Natural language region descriptions
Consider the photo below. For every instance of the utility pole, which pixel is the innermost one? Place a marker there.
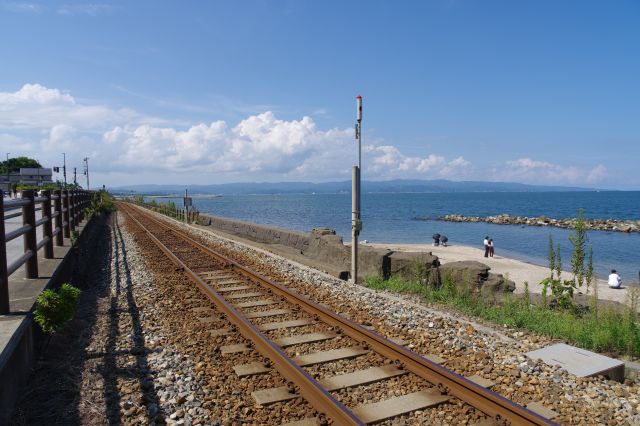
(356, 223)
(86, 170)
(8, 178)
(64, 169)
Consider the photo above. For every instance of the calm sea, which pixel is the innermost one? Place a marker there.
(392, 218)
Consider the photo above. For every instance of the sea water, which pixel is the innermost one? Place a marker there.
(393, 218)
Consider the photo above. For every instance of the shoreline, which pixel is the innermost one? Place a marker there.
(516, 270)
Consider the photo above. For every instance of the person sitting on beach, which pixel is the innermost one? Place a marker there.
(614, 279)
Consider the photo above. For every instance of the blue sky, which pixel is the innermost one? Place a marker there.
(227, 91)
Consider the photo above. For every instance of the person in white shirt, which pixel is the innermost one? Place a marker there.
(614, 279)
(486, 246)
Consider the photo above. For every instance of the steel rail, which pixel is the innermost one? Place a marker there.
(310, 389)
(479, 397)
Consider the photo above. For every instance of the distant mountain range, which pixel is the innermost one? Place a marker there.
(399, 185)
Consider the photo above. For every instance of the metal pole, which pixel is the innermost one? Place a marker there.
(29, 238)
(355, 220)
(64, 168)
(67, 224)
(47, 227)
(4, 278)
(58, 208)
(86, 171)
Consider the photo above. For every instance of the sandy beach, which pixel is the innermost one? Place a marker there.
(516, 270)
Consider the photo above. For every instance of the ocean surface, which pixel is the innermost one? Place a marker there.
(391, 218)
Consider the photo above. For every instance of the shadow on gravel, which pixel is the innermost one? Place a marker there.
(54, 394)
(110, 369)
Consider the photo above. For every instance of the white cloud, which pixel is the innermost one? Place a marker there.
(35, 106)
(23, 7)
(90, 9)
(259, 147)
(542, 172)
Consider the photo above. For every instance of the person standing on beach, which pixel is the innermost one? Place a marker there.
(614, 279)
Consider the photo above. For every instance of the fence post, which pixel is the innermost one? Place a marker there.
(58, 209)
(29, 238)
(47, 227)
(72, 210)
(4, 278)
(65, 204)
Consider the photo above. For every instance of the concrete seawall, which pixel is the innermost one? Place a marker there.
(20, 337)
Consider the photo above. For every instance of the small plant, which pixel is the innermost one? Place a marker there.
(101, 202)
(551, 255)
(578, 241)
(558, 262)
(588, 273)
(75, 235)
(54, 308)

» **WHAT NEEDS TO BE DONE**
Could the data be reproduced exactly, with the pictures omitted?

» **ANSWER TO THE EXERCISE**
Consider the photo below. For every instance of the utility pole, which pixel is the innermost one? Place a marker there.
(356, 223)
(86, 170)
(8, 178)
(64, 169)
Consider the photo above. For every instance of the calm sea, which pixel is the innermost one? Place a marker there.
(392, 218)
Consider the photo above. For every instance of the sea water, which pixel is the innermost one? Place a marker there.
(393, 218)
Consider the photo above. For every instance of the shoreline, which pixel is the innermost one? Place a marker there.
(516, 270)
Consider the photo above. For every instance of the person sitting on beach, which pixel is the innermost one? Place a marker there.
(614, 279)
Consider the photo above. For every instance of the blue sky, which pixel is the innermost one? Place a marker there.
(227, 91)
Consider the photo above. For every instance of the person in white shirt, which pixel is the innermost one? Place a marker there.
(614, 279)
(486, 246)
Consider the photo above. For every instance of the steel rail, which pixel is the innermost one? Place a marker there.
(310, 389)
(479, 397)
Consider the photo above. For every instance of the distant mountain range, which pixel is the innermost one? Place a marker there.
(399, 185)
Consider the photo above. For every instance of the metal pole, which pixel is the innermost one? Place a marker there.
(29, 238)
(355, 220)
(64, 168)
(67, 224)
(47, 227)
(4, 278)
(58, 208)
(86, 171)
Consider the photo above. For every instance of the sandy beach, which pixel is the innermost one? Place a marker there.
(516, 270)
Consider the photo above. For every instance of the ocean surface, which pixel is the innermost one? Place a marker there.
(391, 218)
Consider the photo above. For every instance of the shadow on gravel, which pixel is the innermost one? Place a marker there.
(54, 394)
(110, 369)
Consider the photo above. For every instance of the white cloud, which pixel is the innermost one? Place a marker there.
(35, 106)
(23, 7)
(90, 9)
(259, 147)
(542, 172)
Consider the photo above. For every instance of the person standing on beach, which pixel is the innermost one? Place a marker there.
(614, 279)
Consider the photo above. For every instance of the fence post, which pixel is the innermost one? Place a marker there.
(58, 209)
(29, 238)
(47, 227)
(72, 210)
(4, 278)
(65, 204)
Consider the photo above. For every instance of the concrete seawall, which pixel is the innermost one? Place a marker there.
(20, 337)
Consider the photo above. For every instance of the small plant, which pixel is the innermost one? Place a marker there.
(101, 202)
(551, 255)
(578, 241)
(558, 262)
(588, 273)
(75, 235)
(54, 308)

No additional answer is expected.